**Text segment**
==================================================

Discussion in 'Motors' started by Mercenary Keyboard Warrior, Nov 19, 2018.

  1. Mercenary Keyboard Warrior

    Sgarrista

    Joined: Aug 4, 2007

    Posts: 8,354

    Location: Wilds of suffolk

    So with the "debate" in another thread about drivers aids etc it got me wondering

    We have become very used to things like 300bhp FWD / RWD cars which are using quite a lot of technology to make them easy to drive with that amount of power

    If the tech making this easy disappeared would you still drive what you do now

    So the sorts of thing I mean, ABS, traction, active stability systems etc

    I think I could do the TT, its not the most powerful, its got good balance, its got plenty of tyre for the power etc, its 100% Audi in that its pretty understeery so would naturally retard enthusiasm in eg the wet.
    But make it a dark rainy night down country roads with mud etc, I think i would be cutting back a lot.

    More than anything though i am thinking cars like Civic Type R, or things like M140i which to all intents are easy drives considering the performance. I cant imagine most of these cars would sell in anywhere near the numbers they do now without all the tech. I think a 140i would be a scary prospect on a wet dark country road to even drive remotely close to what you could do now.

    Just curious what others think :)
     
  2. daz

    Capodecina

    Joined: Oct 18, 2002

    Posts: 23,845

    Location: Bucks

    My Corvette doesn't have any driver aids, and it certainly makes you think about how you use the power. It will break traction with the smallest amount of additional throttle input when going around a roundabout, especially in anything less than the bone dry. On the one hand, it makes it quite fun, but on the other you'd not want to have to make sudden changes of direction at high speed so you can see why driver aids exist.
     
  3. -westy-

    Capodecina

    Joined: Nov 7, 2002

    Posts: 12,211

    Location: UK

    Yes, I would without hesitation. To be fair it's a 200bhp Saab, so not exactly setting the world alight, but I've driven multiple RWD cars without driver aids and not had a problem. It just makes you much more aware of the road conditions.
     
  4. Outcast

    Mobster

    Joined: Jan 25, 2008

    Posts: 2,868

    Location: Peterboro, Distro:Ubuntu

    As the previous owner of 4 V6 Capris and 1 16L I think I can say "yup".
    I must admit that I like leccy windows, mirrors, power steering & central locking though. Also if my car had been available as an auto I'd have opted for that !
     
  5. bimbleuk

    Wise Guy

    Joined: Sep 10, 2009

    Posts: 1,477

    Location: Gloucestershire

    I do drive a V8 RX7 with zero driving aids but only in the summer and generally in dry conditions though it can be fun in the wet it's better left for the track.

    Opposite is my i3 (EV) with near instant torque, skinny tyres, in cold and damp conditions it's very hard not to trigger the traction without maybe switching to one of the ECO modes. I'll take the traction control and reduced throttle response so I can waft along and relax a bit while commuting to work. Saving tyres too which are very expensive for what they are being unique to the model and only made by Bridgestone.

==================================================

**Raw data**
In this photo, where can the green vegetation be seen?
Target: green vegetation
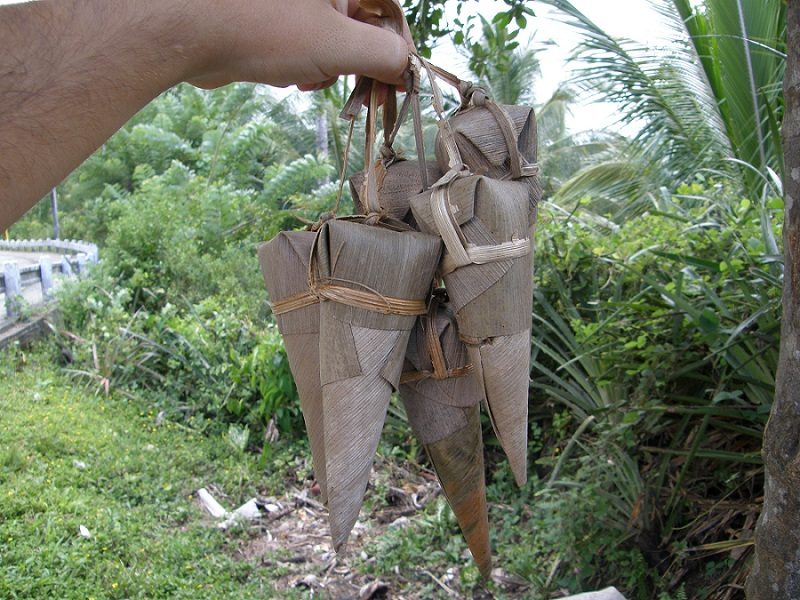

==================================================

**Tasks for this exercise**
1 - In the driver-aids thread:
(a) Which car does daz say has no driver aids?
(b) How much power does -westy-'s Saab have?
(c) Which company alone makes the tyres for bimbleuk's i3?
2 - In the driver-aids thread, write out the passage from "But make it" to "could do now." again, renaming "Civic Type R" as "Focus RS".
Use nothing but the thread for your answers.

**Solution set**
1 -
(a) A Corvette
(b) 200bhp
(c) Bridgestone

2 -
But make it a dark rainy night down country roads with mud etc, I think i would be cutting back a lot.

    More than anything though i am thinking cars like Focus RS, or things like M140i which to all intents are easy drives considering the performance. I cant imagine most of these cars would sell in anywhere near the numbers they do now without all the tech. I think a 140i would be a scary prospect on a wet dark country road to even drive remotely close to what you could do now.